Cooking the Unthinkable: Chicken Skin
Cooking the Unthinkable is a series that examines some of the more eccentric ingredients. Whether you are a fan of the bizarre or are preparing for the eminent collapse of Western society this series will help you better stomach weird food.
Thanks to the factory farming of poultry, chicken no longer has much taste. Dark meat has a little flavor but the white meat is totally devoid of it, save for the skin. That’s why I have never understood people who pull the skin off of chicken. That’s where all the flavor is.
I know that a lot of people who remove the skin because they believe it’ll make it healthier. Poppycock! Removing the skin may eliminate some of the fat but the dangers of chicken are not in fat or calories – it’s all of the additives. What good is it to be skinny if you die of cancer at 40?
If I get my hands on raw chicken skin I’ve got a two-pronged approach – boil it then fry it. Boiling the skin for 15 minutes or so will render out most of that fat hippies are so afraid of. Then frying it makes it crispy and delicious in just a few minutes. If you are totally against frying anything you can bake it for about 30-45 minutes. However, it is a pretty involved process where you have to lay the skin flat inside sheets of parchment paper topped with a heavy, oven-proof dish to keep it flat.
Whether you fry it or bake it when you pull it out of the fire a little salt sprinkled on top is essential. Ignore the USDA and Mayor Bloomberg, salt is not bad for you. The sodium that causes problems in humans is not sodium-chloride but rather sodium from preservatives like MSG and sodium-benzoate. There is absolutely no evidence whatsoever that good old table salt causes anything serious.

» **RECORD EXCERPTS**:
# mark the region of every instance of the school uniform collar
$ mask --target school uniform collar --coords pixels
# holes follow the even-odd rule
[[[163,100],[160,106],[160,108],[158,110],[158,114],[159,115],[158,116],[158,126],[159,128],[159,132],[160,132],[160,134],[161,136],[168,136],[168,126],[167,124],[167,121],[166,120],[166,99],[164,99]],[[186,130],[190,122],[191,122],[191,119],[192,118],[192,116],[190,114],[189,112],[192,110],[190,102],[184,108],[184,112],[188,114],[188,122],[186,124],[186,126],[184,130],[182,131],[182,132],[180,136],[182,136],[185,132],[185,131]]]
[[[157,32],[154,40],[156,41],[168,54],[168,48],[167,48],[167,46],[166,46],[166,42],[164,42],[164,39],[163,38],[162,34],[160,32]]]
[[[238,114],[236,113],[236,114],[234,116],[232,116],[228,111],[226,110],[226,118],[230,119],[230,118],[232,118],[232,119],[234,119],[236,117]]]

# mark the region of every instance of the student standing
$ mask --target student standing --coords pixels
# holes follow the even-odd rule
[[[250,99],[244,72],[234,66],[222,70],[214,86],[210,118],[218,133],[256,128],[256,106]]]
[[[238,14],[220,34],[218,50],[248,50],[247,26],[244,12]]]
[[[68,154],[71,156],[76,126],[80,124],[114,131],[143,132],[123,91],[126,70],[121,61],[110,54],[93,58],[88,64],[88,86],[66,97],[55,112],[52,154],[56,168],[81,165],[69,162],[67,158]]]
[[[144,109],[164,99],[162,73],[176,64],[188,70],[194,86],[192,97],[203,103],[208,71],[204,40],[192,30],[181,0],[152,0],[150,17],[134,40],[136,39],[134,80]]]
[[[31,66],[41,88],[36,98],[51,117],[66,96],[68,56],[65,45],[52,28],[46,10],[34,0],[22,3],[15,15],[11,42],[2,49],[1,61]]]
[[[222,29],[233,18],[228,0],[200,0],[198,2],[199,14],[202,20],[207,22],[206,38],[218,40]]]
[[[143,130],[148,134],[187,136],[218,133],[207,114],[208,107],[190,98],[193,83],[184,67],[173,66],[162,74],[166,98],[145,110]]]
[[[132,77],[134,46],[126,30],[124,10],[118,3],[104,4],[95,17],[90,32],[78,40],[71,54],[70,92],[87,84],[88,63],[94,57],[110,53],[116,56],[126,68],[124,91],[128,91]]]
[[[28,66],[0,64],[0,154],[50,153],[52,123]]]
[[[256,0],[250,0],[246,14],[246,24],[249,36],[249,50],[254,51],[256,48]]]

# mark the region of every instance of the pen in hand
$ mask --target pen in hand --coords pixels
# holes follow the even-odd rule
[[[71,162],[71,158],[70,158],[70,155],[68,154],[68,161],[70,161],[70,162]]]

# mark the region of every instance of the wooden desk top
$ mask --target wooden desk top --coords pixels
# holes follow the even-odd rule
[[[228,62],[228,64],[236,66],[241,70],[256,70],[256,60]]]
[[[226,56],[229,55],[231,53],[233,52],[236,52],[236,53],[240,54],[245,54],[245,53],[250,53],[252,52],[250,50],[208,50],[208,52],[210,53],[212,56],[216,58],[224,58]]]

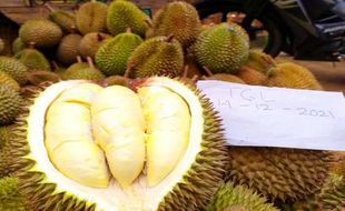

» **WORK TO COMPLETE**:
[A] Repeat the article on chicken skin from "I know that" up to and including "keep it flat.", word for word.
[B] Answer these questions from the article on chicken skin:
(i) According to the article, what part of white chicken meat has flavor?
(ii) For how long does the article say to boil raw chicken skin?
(iii) What sources of sodium does the article say cause problems in humans?
The items are separate material and have no connection to the article on chicken skin.

» **RESULTS OF THE EXERCISE**:
[A]
I know that a lot of people who remove the skin because they believe it’ll make it healthier. Poppycock! Removing the skin may eliminate some of the fat but the dangers of chicken are not in fat or calories – it’s all of the additives. What good is it to be skinny if you die of cancer at 40?
If I get my hands on raw chicken skin I’ve got a two-pronged approach – boil it then fry it. Boiling the skin for 15 minutes or so will render out most of that fat hippies are so afraid of. Then frying it makes it crispy and delicious in just a few minutes. If you are totally against frying anything you can bake it for about 30-45 minutes. However, it is a pretty involved process where you have to lay the skin flat inside sheets of parchment paper topped with a heavy, oven-proof dish to keep it flat.

[B]
(i) The skin.
(ii) For 15 minutes or so.
(iii) Preservatives like MSG and sodium-benzoate.